== Problem requirements ==
Write out the material exactly, without any of its pictures.

== Records provided ==
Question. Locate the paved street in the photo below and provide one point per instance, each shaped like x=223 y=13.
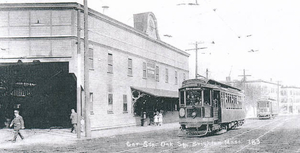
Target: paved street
x=278 y=135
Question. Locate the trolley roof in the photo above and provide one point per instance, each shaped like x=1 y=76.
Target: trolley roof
x=207 y=83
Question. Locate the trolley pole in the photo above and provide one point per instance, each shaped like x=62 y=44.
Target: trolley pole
x=79 y=73
x=86 y=73
x=196 y=57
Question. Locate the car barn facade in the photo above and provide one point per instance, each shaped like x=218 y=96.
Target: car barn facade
x=131 y=71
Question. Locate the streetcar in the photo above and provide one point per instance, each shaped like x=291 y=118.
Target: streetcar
x=267 y=108
x=209 y=107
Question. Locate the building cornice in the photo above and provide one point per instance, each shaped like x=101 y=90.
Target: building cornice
x=77 y=6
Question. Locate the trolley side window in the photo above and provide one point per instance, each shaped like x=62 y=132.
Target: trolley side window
x=207 y=97
x=193 y=97
x=182 y=97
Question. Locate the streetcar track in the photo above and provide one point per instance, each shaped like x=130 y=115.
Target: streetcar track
x=241 y=134
x=279 y=124
x=143 y=146
x=175 y=147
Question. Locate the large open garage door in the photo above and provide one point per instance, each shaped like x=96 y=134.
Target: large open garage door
x=44 y=93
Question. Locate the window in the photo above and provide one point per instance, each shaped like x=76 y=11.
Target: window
x=110 y=63
x=91 y=103
x=176 y=78
x=110 y=104
x=129 y=67
x=167 y=75
x=157 y=73
x=91 y=58
x=144 y=70
x=125 y=104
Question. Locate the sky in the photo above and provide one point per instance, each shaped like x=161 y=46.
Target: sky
x=271 y=28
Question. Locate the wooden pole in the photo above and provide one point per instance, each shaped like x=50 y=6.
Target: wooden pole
x=78 y=76
x=86 y=73
x=196 y=66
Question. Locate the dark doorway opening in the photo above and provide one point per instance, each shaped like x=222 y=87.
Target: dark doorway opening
x=44 y=93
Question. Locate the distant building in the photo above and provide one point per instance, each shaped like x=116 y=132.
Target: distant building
x=131 y=71
x=290 y=100
x=255 y=90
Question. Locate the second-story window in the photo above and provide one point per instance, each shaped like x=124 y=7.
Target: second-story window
x=144 y=70
x=110 y=103
x=129 y=67
x=110 y=63
x=157 y=73
x=91 y=58
x=125 y=104
x=167 y=75
x=176 y=78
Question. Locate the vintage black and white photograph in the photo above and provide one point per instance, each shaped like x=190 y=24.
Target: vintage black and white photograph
x=149 y=76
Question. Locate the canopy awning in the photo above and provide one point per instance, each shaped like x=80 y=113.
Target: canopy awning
x=158 y=92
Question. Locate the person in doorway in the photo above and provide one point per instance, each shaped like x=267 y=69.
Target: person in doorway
x=18 y=124
x=156 y=119
x=160 y=118
x=73 y=118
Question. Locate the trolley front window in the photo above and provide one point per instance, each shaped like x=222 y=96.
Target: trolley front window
x=193 y=97
x=182 y=97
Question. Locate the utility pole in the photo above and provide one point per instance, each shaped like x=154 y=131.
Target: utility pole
x=207 y=73
x=196 y=56
x=79 y=73
x=278 y=99
x=86 y=73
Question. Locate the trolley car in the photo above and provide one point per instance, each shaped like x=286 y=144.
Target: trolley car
x=208 y=107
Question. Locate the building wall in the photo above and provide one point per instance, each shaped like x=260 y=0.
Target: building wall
x=290 y=101
x=48 y=32
x=123 y=44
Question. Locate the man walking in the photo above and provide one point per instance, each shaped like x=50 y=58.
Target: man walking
x=18 y=123
x=73 y=118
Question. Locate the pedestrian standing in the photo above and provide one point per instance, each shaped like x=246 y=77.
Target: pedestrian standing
x=156 y=119
x=18 y=124
x=73 y=118
x=160 y=119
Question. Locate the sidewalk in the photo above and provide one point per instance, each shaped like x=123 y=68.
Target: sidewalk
x=64 y=136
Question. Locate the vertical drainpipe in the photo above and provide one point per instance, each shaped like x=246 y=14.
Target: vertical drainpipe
x=86 y=73
x=78 y=75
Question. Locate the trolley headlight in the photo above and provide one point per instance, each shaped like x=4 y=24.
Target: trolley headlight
x=194 y=114
x=181 y=112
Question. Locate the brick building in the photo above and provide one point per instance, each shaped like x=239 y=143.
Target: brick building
x=290 y=100
x=130 y=69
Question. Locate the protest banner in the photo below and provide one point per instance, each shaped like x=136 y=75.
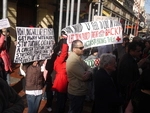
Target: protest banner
x=33 y=44
x=4 y=23
x=95 y=33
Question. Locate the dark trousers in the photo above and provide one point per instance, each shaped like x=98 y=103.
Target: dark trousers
x=76 y=103
x=33 y=103
x=60 y=102
x=49 y=95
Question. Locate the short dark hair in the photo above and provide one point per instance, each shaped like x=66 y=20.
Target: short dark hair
x=93 y=50
x=74 y=44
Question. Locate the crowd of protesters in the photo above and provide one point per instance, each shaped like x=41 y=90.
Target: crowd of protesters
x=119 y=84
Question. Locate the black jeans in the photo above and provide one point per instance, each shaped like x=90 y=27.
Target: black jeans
x=49 y=95
x=60 y=102
x=76 y=103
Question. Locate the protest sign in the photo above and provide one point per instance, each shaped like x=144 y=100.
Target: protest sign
x=92 y=63
x=95 y=33
x=4 y=23
x=33 y=44
x=97 y=18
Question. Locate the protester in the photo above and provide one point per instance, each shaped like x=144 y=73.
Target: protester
x=140 y=100
x=10 y=101
x=121 y=48
x=49 y=68
x=34 y=85
x=61 y=82
x=128 y=70
x=146 y=51
x=5 y=56
x=107 y=99
x=8 y=40
x=92 y=56
x=78 y=75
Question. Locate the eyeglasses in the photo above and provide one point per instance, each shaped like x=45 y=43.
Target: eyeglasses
x=79 y=47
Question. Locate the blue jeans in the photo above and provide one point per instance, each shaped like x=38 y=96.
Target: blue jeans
x=33 y=103
x=76 y=103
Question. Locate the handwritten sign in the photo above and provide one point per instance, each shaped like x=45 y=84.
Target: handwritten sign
x=4 y=23
x=98 y=18
x=33 y=44
x=92 y=63
x=95 y=33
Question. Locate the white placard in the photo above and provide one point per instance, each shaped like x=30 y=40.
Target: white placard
x=33 y=44
x=95 y=33
x=4 y=23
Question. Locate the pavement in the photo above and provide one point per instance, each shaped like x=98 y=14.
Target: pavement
x=16 y=83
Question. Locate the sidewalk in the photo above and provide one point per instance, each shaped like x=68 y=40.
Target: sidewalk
x=16 y=83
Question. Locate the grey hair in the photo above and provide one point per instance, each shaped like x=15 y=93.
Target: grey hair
x=105 y=59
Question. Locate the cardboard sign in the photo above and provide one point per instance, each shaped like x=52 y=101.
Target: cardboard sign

== Answer below ==
Question. Locate the paved street in the photo below and provide one point per instance, each shaped like x=223 y=13.
Target: paved street
x=278 y=135
Question. Locate the trolley roof in the photo above and provide one point per instance, each shaped like x=1 y=76.
Target: trolley roof
x=207 y=83
Question. Locate the trolley pole in the photo above and provide one point per instance, each shaped like x=62 y=44.
Target: trolley pole
x=79 y=73
x=86 y=73
x=196 y=57
Question. Locate the car barn facade in the photo above and provide one point per instance, each shaped like x=218 y=96.
Target: car barn facade
x=131 y=71
Question. Locate the streetcar in the photo above and provide one point per instance, each shaped like x=291 y=118.
Target: streetcar
x=267 y=108
x=209 y=107
Question. Locate the building cornice in the photo above and provide one point per instance, each shaped like x=101 y=90.
Target: building cornice
x=77 y=6
Question. Locate the trolley side window in the photo above and provide one point per instance, each shaped like x=62 y=132.
Target: trolley side window
x=207 y=97
x=193 y=97
x=182 y=97
Question. Locate the streetcar track in the photo above and provide one point per instance, each shaped like x=130 y=115.
Target: streetcar track
x=241 y=134
x=279 y=124
x=143 y=146
x=175 y=147
Question. Locate the large open garage door in the photo above and provide one point per instance, each shaped like x=96 y=134.
Target: large open garage door
x=44 y=93
Question. Locate the window in the photo above and provide one point per instance, each shaped like x=76 y=11.
Target: window
x=110 y=63
x=91 y=103
x=176 y=78
x=110 y=104
x=129 y=67
x=167 y=75
x=157 y=73
x=91 y=58
x=144 y=70
x=125 y=104
Question. Locate the sky in the photo above and provide one point per instance, each shaped like x=161 y=46.
Target: sky
x=271 y=28
Question. Locate the wooden pole in the photo above and provide one point per instance, each shaped like x=50 y=6.
Target: wooden pole
x=78 y=76
x=86 y=73
x=196 y=66
Question. Locate the dark doorway opening in the photo above and provide one point per instance, each shaped like x=222 y=87.
Target: dark doorway opening
x=44 y=93
Question. Locate the distant building in the photo above and provide one point per instance, each shaped like x=116 y=132.
Target: distant building
x=131 y=71
x=290 y=100
x=255 y=90
Question. Locate the second-story window in the photo above and provide one point per instance, each shaped like x=124 y=7.
Target: second-story window
x=144 y=70
x=110 y=103
x=129 y=67
x=110 y=63
x=157 y=73
x=91 y=58
x=125 y=104
x=167 y=75
x=176 y=78
Question. Locate the vintage black and white photograph in the photo above and provide one point per instance, each shaped like x=190 y=24.
Target: vintage black and white photograph
x=149 y=76
Question. Locate the canopy awning in the photo above and provide one point per instance, each shaped like x=80 y=113.
Target: canopy awning
x=158 y=92
Question. Locate the person in doorway in the photo above and provide one point per instance, each shaped like x=267 y=69.
Target: person in doorway
x=18 y=124
x=156 y=119
x=160 y=118
x=73 y=118
Question. Locate the trolley front window in the photo above and provide one point per instance, each shaped like x=222 y=96.
Target: trolley front window
x=193 y=97
x=182 y=97
Question. Locate the utility pole in the photo above and provide one point per instance, each shaped like x=154 y=131.
Target: utility pole
x=207 y=73
x=196 y=56
x=79 y=73
x=278 y=99
x=86 y=73
Question. Locate the trolley car in the photo above and provide one point per instance, each shaped like x=286 y=144.
Target: trolley car
x=208 y=107
Question. Locate the building wall in the photo above and provide one point per instance, each shaped like x=260 y=0.
Target: building wall
x=290 y=101
x=48 y=32
x=123 y=44
Question. Locate the man walking in the photo above and provide one point per instance, each shaped like x=50 y=58.
Target: man walking
x=18 y=123
x=73 y=118
Question. Locate the pedestrian standing in the photo above and provide one point per instance, each shaped like x=246 y=77.
Target: pedestrian standing
x=156 y=119
x=18 y=124
x=73 y=118
x=160 y=119
Question. Locate the sidewalk in the photo above and provide one point per instance, each shaped like x=123 y=68.
Target: sidewalk
x=64 y=136
Question. Locate the vertical drainpipe in the photo above and provide one point per instance, each shaped like x=246 y=14.
Target: vertical drainpipe
x=86 y=73
x=78 y=75
Question. Locate the trolley headlight in the photo above and provide one point per instance, each shaped like x=4 y=24.
Target: trolley headlight
x=194 y=114
x=181 y=112
Question. Locate the brick building in the photo above and provide one point per instance, each shaped like x=239 y=143.
Target: brick building
x=290 y=100
x=130 y=69
Question. Locate the protest banner in the photo below and provide one point per instance, each shaped like x=136 y=75.
Target: protest banner
x=33 y=44
x=4 y=23
x=95 y=33
Question. Locate the dark trousers in the photo above and provide one point per instance, each shaped like x=98 y=103.
Target: dark trousers
x=76 y=103
x=33 y=103
x=60 y=102
x=49 y=95
Question. Locate the short dark hair in the photo above and provide one point per instance, each shaped like x=66 y=20.
Target: short dark hair
x=93 y=50
x=74 y=44
Question. Locate the crowd of protesters in the photo above and provide one point per instance, each shaped like x=41 y=90.
Target: crowd of protesters
x=119 y=84
Question. Locate the black jeans in the photo above and provide one point per instance, each shaped like x=90 y=27.
Target: black jeans
x=49 y=95
x=60 y=102
x=76 y=103
Question. Locate the protest sign in the photo above and provide one point per instance, each shaped like x=144 y=100.
Target: protest sign
x=92 y=63
x=95 y=33
x=4 y=23
x=33 y=44
x=97 y=18
Question. Locate the protester in the photo above and provide one point per instance, each shaped like x=144 y=73.
Target: protester
x=140 y=100
x=10 y=101
x=121 y=48
x=49 y=68
x=34 y=85
x=61 y=82
x=128 y=70
x=146 y=51
x=5 y=56
x=107 y=99
x=8 y=40
x=92 y=56
x=78 y=75
Question. Locate the eyeglasses in the photo above and provide one point per instance, each shaped like x=45 y=43.
Target: eyeglasses
x=79 y=47
Question. Locate the blue jeans in the photo above and provide one point per instance, each shaped like x=38 y=96.
Target: blue jeans
x=33 y=103
x=76 y=103
Question. Locate the handwritten sign in the photo above and provide one point per instance, each shaped like x=45 y=84.
Target: handwritten sign
x=4 y=23
x=98 y=18
x=33 y=44
x=92 y=63
x=95 y=33
Question. Locate the white placard in the photo above and provide one point per instance, each shaped like x=30 y=40.
Target: white placard
x=33 y=44
x=95 y=33
x=4 y=23
Question. Locate the pavement in the photo above and provide one point per instance, each shaped like x=98 y=14.
Target: pavement
x=16 y=83
Question. Locate the sidewalk in the photo above and provide one point per instance, each shaped like x=68 y=40.
Target: sidewalk
x=16 y=83
Question. Locate the grey hair in the photo above and provide one point per instance, each shaped like x=15 y=93.
Target: grey hair
x=105 y=59
Question. Locate the cardboard sign in the photo above and provide one point per instance, each shaped like x=52 y=101.
Target: cardboard sign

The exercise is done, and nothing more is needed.